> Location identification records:
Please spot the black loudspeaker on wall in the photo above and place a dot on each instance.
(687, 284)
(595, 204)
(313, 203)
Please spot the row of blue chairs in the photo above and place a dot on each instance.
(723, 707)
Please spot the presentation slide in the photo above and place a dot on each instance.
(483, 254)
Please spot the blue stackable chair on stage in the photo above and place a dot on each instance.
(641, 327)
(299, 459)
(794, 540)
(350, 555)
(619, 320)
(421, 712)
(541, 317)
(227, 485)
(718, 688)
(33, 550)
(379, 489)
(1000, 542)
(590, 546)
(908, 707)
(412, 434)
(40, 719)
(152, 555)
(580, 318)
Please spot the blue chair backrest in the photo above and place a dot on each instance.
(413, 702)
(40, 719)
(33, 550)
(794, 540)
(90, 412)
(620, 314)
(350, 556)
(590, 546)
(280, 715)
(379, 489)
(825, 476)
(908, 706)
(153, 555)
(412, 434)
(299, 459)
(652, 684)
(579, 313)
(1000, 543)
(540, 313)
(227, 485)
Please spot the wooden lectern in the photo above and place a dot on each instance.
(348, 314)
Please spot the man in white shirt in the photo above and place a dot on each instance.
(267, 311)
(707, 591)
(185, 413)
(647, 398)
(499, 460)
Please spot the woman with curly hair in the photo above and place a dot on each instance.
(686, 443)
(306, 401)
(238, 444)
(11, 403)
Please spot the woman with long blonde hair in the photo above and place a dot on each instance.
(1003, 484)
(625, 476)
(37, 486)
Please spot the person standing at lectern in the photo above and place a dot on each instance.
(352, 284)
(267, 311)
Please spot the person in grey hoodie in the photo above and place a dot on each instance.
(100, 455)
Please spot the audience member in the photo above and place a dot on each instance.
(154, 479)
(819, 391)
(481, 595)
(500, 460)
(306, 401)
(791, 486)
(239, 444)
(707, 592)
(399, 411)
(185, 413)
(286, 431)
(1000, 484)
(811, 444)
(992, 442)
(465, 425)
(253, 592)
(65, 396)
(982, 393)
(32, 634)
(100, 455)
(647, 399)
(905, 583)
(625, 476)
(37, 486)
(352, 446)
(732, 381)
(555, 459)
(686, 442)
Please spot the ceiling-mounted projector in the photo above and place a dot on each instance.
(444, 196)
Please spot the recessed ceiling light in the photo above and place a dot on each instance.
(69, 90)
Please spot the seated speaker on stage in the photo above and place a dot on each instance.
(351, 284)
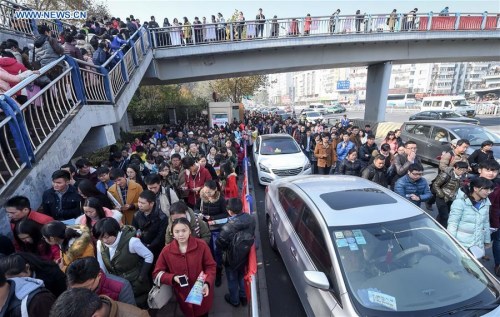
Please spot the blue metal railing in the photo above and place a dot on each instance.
(26, 125)
(27, 26)
(334, 25)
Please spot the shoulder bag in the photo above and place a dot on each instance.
(160, 294)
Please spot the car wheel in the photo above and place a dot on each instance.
(270, 232)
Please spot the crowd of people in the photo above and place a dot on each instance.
(173, 194)
(167, 204)
(217, 28)
(466, 190)
(95, 42)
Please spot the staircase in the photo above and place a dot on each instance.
(42, 133)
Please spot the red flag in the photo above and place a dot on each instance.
(251, 270)
(246, 207)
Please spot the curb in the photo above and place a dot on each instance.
(261, 274)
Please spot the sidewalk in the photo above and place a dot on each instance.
(220, 308)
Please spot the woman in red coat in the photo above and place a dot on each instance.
(187, 256)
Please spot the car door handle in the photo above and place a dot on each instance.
(294, 253)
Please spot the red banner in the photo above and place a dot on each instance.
(491, 23)
(443, 23)
(470, 23)
(251, 270)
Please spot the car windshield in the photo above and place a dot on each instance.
(460, 103)
(450, 114)
(277, 146)
(476, 135)
(408, 266)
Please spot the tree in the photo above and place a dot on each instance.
(233, 89)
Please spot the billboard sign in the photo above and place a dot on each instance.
(219, 119)
(343, 84)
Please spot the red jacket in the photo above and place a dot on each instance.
(36, 217)
(51, 254)
(109, 287)
(196, 259)
(196, 181)
(12, 66)
(231, 188)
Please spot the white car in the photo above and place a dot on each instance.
(277, 156)
(312, 116)
(354, 248)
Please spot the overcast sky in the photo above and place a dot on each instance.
(292, 8)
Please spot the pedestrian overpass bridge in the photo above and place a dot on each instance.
(83, 108)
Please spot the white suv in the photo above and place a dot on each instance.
(277, 156)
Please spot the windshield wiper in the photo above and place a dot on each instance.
(459, 309)
(473, 306)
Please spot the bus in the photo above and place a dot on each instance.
(401, 100)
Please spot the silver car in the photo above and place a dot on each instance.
(433, 137)
(354, 248)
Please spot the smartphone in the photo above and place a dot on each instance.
(183, 281)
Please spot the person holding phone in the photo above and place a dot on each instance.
(181, 262)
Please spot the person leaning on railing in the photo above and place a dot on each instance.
(47, 50)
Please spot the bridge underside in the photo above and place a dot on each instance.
(206, 62)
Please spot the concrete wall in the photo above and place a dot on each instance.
(224, 60)
(63, 145)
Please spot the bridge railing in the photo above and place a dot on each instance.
(32, 110)
(24, 26)
(183, 35)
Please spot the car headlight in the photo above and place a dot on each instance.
(307, 166)
(263, 168)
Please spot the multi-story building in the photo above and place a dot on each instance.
(438, 78)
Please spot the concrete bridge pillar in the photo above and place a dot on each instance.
(377, 86)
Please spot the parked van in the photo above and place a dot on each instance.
(454, 103)
(319, 107)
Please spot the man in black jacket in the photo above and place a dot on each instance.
(366, 150)
(19, 291)
(376, 171)
(150, 223)
(238, 221)
(62, 201)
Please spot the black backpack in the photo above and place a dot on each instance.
(237, 254)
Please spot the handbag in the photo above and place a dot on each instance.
(160, 294)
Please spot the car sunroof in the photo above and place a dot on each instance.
(356, 198)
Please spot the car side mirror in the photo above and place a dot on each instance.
(317, 280)
(476, 251)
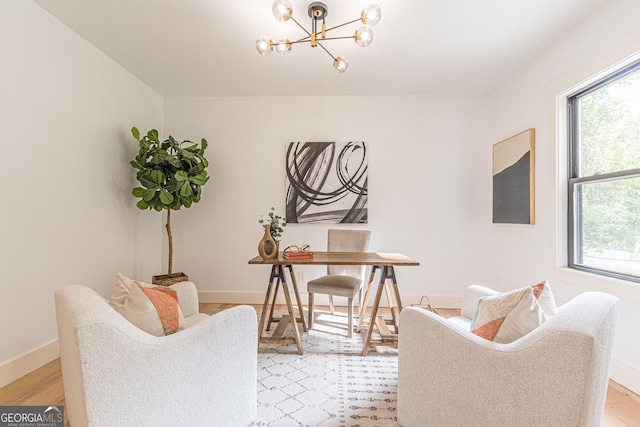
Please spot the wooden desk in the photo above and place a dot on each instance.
(383, 261)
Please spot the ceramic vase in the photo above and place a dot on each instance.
(267, 247)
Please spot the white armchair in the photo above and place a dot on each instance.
(555, 375)
(114, 374)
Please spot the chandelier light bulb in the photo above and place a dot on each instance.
(282, 10)
(340, 64)
(371, 15)
(364, 36)
(264, 45)
(283, 46)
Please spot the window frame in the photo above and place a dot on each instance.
(573, 179)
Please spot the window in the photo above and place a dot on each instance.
(604, 176)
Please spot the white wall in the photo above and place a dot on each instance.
(67, 216)
(528, 99)
(428, 174)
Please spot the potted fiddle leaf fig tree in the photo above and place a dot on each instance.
(171, 174)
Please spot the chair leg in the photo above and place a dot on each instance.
(350, 319)
(311, 315)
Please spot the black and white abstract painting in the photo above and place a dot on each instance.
(513, 179)
(326, 182)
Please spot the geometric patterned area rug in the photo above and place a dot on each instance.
(331, 384)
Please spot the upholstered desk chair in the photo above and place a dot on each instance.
(557, 375)
(341, 280)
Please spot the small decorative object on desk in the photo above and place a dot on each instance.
(425, 303)
(297, 252)
(273, 227)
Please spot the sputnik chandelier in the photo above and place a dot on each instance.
(318, 11)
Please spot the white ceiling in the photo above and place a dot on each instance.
(207, 47)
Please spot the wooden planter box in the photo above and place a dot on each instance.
(169, 279)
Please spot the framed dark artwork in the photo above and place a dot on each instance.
(514, 179)
(326, 182)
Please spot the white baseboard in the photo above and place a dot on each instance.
(21, 366)
(216, 297)
(625, 375)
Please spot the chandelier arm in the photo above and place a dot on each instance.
(298, 24)
(341, 25)
(338, 38)
(329, 53)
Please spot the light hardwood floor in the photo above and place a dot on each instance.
(44, 387)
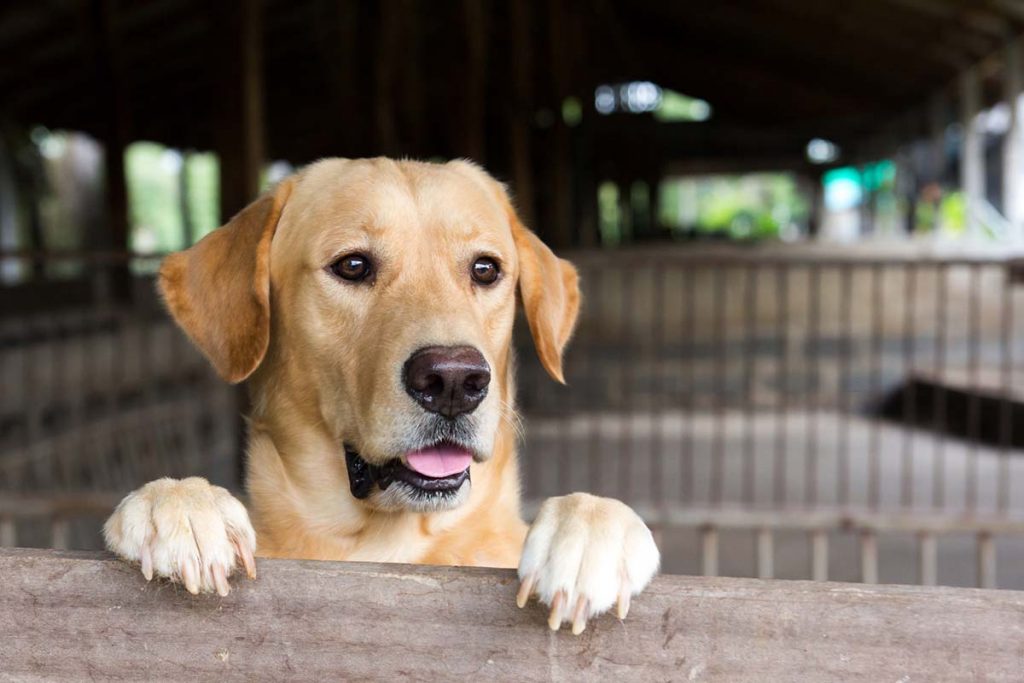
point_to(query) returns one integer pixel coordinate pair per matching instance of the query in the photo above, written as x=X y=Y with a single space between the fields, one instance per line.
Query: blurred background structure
x=799 y=225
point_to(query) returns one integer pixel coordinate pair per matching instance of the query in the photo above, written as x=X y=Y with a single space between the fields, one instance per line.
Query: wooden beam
x=66 y=613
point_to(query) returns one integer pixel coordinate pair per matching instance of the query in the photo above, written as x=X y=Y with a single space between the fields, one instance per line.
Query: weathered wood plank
x=76 y=615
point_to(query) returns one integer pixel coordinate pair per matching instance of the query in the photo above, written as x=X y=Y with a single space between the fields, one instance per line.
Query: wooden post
x=972 y=152
x=476 y=86
x=241 y=131
x=241 y=126
x=520 y=138
x=1013 y=142
x=386 y=67
x=560 y=230
x=117 y=135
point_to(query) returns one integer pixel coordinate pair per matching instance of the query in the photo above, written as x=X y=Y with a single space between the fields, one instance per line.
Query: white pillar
x=1013 y=143
x=972 y=152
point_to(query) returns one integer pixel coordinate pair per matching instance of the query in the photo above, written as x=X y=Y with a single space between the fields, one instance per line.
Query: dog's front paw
x=583 y=555
x=186 y=530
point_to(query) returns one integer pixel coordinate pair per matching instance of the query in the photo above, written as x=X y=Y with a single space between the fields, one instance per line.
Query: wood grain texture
x=84 y=615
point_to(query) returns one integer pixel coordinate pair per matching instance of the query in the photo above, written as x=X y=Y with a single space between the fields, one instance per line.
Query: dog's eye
x=485 y=270
x=354 y=267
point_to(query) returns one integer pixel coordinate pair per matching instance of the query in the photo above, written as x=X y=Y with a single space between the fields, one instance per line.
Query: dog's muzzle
x=363 y=476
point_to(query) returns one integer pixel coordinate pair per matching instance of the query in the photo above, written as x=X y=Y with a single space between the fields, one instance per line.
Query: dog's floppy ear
x=550 y=290
x=219 y=290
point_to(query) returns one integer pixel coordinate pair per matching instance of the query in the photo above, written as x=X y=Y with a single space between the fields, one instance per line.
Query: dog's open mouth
x=436 y=470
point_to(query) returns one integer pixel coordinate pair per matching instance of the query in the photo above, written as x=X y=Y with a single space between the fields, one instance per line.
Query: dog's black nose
x=448 y=380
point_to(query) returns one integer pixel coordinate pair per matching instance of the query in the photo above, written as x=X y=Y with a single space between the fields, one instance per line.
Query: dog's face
x=384 y=293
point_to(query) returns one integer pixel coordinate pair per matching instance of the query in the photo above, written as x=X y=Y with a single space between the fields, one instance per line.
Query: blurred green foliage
x=742 y=207
x=157 y=177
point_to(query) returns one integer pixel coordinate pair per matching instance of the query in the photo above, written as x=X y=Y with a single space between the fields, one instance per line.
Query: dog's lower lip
x=363 y=476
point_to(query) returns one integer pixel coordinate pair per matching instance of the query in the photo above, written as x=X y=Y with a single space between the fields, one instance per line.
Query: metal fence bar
x=628 y=348
x=909 y=409
x=928 y=561
x=813 y=401
x=819 y=555
x=8 y=531
x=718 y=400
x=939 y=399
x=868 y=557
x=986 y=560
x=846 y=351
x=875 y=444
x=593 y=368
x=709 y=555
x=688 y=437
x=781 y=416
x=765 y=554
x=973 y=406
x=655 y=359
x=1006 y=403
x=750 y=372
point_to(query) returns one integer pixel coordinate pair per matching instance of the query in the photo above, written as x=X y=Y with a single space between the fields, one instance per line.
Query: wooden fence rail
x=85 y=615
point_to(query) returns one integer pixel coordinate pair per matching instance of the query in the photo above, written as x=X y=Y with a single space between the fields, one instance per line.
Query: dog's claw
x=580 y=616
x=146 y=559
x=189 y=574
x=247 y=558
x=555 y=617
x=623 y=608
x=525 y=590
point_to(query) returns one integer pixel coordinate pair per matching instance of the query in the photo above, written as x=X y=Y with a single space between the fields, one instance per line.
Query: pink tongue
x=439 y=461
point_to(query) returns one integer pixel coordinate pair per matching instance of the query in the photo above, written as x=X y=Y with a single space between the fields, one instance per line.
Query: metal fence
x=857 y=396
x=94 y=403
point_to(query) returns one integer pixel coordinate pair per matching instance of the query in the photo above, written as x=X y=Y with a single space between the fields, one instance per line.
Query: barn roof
x=332 y=71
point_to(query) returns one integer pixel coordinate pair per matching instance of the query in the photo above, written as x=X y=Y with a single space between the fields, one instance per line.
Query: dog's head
x=384 y=292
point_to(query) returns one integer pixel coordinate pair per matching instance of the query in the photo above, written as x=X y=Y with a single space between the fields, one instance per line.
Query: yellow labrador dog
x=370 y=305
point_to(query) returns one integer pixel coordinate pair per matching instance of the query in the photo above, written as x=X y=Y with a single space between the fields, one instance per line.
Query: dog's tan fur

> Exercise instructions: Find each line in the records above that contains the string "bridge", matching case, and copy those lines.

> Full response:
Please spot the pedestrian overpass bridge in the photo above and place a dot on each instance.
Please spot the bridge underside in the photo above and place a dot on each instance.
Please spot the bridge railing in the photo above and place a dot on each instance.
Please spot the concrete bridge pillar in the photo above and place a dot on each instance.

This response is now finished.